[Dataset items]
[start]
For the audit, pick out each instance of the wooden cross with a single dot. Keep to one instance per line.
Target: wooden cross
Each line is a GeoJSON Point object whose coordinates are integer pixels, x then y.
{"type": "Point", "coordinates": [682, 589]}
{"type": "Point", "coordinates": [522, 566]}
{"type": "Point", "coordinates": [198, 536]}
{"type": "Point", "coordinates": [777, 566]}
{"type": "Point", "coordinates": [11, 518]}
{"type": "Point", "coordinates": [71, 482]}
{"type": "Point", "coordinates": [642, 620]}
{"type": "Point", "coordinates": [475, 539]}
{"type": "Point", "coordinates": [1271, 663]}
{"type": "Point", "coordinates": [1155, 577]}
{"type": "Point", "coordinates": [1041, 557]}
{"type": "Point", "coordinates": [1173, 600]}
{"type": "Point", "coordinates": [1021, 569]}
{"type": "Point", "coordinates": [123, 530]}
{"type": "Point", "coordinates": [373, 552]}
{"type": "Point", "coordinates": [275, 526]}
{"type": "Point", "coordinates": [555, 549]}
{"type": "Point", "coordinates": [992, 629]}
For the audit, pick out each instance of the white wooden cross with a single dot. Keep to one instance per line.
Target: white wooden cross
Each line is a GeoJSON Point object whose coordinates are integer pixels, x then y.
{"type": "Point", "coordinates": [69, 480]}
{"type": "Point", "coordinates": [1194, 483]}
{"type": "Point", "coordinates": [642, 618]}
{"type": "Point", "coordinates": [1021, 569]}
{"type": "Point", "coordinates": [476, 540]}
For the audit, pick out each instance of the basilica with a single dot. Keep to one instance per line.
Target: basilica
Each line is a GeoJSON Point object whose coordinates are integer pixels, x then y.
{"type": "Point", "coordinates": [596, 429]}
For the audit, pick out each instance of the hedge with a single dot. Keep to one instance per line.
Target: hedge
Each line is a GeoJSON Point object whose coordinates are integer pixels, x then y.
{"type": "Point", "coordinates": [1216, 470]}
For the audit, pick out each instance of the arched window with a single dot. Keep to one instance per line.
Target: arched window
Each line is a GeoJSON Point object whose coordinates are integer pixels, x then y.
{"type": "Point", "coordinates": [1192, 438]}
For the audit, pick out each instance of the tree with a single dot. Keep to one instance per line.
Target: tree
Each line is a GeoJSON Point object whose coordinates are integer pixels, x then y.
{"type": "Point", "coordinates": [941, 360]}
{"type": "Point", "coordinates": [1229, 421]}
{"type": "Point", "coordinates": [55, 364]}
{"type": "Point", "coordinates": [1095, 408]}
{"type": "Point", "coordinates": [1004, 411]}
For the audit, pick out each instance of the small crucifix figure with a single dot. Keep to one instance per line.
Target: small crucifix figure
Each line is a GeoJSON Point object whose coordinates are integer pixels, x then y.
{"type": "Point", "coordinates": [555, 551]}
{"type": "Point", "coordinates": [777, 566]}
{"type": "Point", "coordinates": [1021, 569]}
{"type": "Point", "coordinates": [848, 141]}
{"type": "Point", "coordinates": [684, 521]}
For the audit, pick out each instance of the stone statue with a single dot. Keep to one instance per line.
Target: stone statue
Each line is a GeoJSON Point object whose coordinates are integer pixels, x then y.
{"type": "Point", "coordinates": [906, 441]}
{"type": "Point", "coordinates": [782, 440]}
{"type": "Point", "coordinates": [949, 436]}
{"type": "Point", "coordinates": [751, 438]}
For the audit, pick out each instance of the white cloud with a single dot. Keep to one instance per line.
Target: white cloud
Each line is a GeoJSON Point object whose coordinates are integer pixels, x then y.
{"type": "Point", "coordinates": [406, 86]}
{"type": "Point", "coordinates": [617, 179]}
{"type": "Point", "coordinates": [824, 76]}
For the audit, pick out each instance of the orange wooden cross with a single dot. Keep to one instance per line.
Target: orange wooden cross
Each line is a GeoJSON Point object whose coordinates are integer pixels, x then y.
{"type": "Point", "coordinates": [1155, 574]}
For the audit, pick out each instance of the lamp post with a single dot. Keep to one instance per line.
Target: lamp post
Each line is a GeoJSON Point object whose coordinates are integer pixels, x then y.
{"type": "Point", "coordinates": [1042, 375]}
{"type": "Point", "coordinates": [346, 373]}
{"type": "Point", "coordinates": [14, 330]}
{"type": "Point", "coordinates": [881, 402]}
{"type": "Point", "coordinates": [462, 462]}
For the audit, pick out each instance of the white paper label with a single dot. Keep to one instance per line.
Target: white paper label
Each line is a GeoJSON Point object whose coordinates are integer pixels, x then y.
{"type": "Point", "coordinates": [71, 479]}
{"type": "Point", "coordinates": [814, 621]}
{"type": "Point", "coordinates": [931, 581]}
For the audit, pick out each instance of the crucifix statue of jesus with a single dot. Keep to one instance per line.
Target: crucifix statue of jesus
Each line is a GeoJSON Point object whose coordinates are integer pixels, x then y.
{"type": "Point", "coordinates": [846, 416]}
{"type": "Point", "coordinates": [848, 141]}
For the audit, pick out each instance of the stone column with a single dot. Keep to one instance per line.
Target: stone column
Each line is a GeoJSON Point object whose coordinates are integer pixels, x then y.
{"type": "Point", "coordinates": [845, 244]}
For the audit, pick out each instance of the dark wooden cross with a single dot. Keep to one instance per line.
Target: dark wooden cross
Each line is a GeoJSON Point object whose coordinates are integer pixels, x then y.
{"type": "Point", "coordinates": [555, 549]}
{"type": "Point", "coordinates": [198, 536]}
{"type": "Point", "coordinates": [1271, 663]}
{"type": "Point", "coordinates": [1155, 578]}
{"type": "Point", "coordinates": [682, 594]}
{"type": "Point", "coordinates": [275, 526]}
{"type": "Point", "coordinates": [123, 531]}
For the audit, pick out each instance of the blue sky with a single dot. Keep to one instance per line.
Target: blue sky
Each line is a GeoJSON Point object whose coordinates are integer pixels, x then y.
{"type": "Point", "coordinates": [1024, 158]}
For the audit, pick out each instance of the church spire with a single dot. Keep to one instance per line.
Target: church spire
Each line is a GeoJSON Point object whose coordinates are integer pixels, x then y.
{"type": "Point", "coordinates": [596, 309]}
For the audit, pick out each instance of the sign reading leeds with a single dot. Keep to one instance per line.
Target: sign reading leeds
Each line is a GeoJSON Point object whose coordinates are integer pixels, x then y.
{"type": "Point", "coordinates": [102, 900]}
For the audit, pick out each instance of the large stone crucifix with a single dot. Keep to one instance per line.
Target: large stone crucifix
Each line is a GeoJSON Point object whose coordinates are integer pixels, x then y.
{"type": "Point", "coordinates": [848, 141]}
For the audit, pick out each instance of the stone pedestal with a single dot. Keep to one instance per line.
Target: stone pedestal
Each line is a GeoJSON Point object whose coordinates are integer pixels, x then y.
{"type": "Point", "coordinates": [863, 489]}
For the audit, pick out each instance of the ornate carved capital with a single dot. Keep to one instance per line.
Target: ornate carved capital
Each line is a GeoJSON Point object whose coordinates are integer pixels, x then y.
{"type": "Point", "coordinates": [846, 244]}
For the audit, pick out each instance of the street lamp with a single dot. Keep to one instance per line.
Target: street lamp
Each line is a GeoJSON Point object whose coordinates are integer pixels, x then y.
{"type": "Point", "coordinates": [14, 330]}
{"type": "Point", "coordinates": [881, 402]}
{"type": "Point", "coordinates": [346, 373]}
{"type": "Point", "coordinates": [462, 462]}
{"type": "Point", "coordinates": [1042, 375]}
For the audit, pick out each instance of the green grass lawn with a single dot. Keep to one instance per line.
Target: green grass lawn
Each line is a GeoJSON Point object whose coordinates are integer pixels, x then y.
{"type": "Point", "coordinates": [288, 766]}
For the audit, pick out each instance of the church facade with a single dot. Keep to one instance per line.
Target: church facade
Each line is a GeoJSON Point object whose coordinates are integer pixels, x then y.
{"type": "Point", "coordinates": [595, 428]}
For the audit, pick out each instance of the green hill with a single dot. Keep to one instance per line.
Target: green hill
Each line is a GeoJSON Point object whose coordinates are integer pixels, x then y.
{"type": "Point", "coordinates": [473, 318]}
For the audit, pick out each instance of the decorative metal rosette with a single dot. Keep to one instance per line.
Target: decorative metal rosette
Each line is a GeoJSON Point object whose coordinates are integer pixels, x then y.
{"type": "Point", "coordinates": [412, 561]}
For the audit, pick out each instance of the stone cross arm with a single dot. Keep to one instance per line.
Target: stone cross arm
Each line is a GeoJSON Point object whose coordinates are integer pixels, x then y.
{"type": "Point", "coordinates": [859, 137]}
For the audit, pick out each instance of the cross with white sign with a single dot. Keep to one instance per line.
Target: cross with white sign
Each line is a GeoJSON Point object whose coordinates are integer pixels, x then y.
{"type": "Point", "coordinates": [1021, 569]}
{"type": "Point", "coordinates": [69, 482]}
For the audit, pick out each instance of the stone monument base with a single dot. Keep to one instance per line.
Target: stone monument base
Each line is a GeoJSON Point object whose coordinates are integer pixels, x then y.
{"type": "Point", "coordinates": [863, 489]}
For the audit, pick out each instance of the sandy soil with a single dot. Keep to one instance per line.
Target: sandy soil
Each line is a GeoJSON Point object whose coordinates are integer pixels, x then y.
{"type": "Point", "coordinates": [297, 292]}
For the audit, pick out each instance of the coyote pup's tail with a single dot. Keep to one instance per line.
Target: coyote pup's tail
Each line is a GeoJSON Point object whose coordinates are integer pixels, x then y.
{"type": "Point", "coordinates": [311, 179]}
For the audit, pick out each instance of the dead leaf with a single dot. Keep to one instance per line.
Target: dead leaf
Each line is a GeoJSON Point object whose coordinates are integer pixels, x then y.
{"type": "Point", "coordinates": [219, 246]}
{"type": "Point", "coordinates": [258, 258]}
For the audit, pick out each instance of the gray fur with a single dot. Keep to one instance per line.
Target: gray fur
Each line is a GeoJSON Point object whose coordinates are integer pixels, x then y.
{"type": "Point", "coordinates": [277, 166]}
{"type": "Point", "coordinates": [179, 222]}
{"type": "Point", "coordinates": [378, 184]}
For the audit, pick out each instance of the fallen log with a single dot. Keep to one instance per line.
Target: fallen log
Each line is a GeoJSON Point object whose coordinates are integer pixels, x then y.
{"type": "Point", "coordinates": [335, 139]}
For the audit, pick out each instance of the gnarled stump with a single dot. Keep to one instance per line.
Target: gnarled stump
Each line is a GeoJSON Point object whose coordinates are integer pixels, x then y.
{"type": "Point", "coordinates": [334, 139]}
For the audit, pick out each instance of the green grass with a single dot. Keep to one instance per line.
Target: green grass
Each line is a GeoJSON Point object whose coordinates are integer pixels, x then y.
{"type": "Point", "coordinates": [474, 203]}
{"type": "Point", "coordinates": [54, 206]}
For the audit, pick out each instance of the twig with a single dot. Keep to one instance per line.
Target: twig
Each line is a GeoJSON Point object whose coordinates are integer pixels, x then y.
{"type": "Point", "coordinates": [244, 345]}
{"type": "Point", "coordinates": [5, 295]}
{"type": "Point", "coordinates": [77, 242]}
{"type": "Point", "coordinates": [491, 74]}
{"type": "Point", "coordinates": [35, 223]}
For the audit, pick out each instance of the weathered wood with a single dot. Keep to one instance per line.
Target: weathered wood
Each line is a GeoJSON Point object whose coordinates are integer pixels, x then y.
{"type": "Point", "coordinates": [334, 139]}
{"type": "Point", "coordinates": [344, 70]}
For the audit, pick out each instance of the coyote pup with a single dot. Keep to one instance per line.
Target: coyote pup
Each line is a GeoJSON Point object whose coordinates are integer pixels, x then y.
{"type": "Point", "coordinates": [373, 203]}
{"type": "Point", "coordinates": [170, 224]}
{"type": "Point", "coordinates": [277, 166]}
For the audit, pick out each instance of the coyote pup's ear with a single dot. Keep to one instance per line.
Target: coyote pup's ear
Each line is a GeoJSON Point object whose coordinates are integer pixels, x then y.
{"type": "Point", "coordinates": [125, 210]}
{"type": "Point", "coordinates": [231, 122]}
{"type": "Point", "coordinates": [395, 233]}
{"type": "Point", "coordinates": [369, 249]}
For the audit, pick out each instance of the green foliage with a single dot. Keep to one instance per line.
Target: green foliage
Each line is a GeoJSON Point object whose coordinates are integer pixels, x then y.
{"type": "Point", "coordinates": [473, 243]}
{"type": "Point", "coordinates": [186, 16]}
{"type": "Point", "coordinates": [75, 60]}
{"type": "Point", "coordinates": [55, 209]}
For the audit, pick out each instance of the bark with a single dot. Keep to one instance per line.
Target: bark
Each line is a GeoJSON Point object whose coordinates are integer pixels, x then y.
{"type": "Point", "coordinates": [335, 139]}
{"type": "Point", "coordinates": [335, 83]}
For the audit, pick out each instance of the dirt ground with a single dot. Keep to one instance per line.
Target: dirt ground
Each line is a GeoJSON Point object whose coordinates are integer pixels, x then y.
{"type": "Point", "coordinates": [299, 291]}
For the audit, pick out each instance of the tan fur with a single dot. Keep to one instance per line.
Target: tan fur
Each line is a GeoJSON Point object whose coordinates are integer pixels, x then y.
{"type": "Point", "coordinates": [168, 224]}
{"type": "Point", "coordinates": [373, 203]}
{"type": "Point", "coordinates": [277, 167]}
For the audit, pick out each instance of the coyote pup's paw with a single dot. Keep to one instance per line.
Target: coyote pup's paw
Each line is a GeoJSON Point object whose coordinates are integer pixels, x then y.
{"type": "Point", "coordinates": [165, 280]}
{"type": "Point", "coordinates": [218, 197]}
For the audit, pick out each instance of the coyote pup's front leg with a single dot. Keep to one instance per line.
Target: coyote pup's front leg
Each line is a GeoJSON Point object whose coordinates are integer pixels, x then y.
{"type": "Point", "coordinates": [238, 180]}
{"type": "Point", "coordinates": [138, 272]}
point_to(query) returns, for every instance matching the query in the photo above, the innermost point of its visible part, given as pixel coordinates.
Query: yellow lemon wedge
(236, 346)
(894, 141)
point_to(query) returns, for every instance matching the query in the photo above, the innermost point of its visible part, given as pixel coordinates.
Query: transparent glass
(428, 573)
[end]
## REQUIRED TASK
Each line from the one containing "For the audit, pick out each instance of the bark" to the end of the records should be echoed exactly, and no other line.

## RESULT
For the audit, pick out each instance of the bark with a single dot. Keep to one instance per line.
Target: bark
Each line is a GeoJSON Point object whose coordinates are integer pixels, x then y.
{"type": "Point", "coordinates": [335, 139]}
{"type": "Point", "coordinates": [335, 83]}
For the audit, pick out each instance of the dirt ground with a single dot. Keep to one instance per line.
Target: dirt ground
Each line is a GeoJSON Point object whose coordinates are integer pixels, x then y.
{"type": "Point", "coordinates": [299, 291]}
For the audit, pick out each instance of the tan fur with a single dot. Keep to one instance per line.
Target: tan fur
Each line is a GeoJSON Point object whose coordinates are integer pixels, x then y.
{"type": "Point", "coordinates": [168, 224]}
{"type": "Point", "coordinates": [373, 203]}
{"type": "Point", "coordinates": [277, 167]}
For the audit, pick out each instance of the coyote pup's paw with a single dot. Keep to one instance per line.
Target: coyote pup's paw
Each line is a GeoJSON Point object whose coordinates are integer pixels, x then y.
{"type": "Point", "coordinates": [165, 280]}
{"type": "Point", "coordinates": [218, 197]}
For the audit, pick out each instance of the coyote pup's front leg with a single dot. Keep to one instance per line.
Target: coyote pup's front leg
Each line is a GeoJSON Point object whose coordinates are integer pixels, x then y.
{"type": "Point", "coordinates": [238, 180]}
{"type": "Point", "coordinates": [138, 272]}
point_to(query) returns, for every instance matching the query in the photo above, the innermost point of its visible part, given as pixel coordinates.
Query: yellow lemon wedge
(236, 346)
(894, 141)
point_to(query) returns, for every instance matching the query in the photo above, the innermost point of its visible part, given as pixel coordinates.
Query: transparent glass
(428, 573)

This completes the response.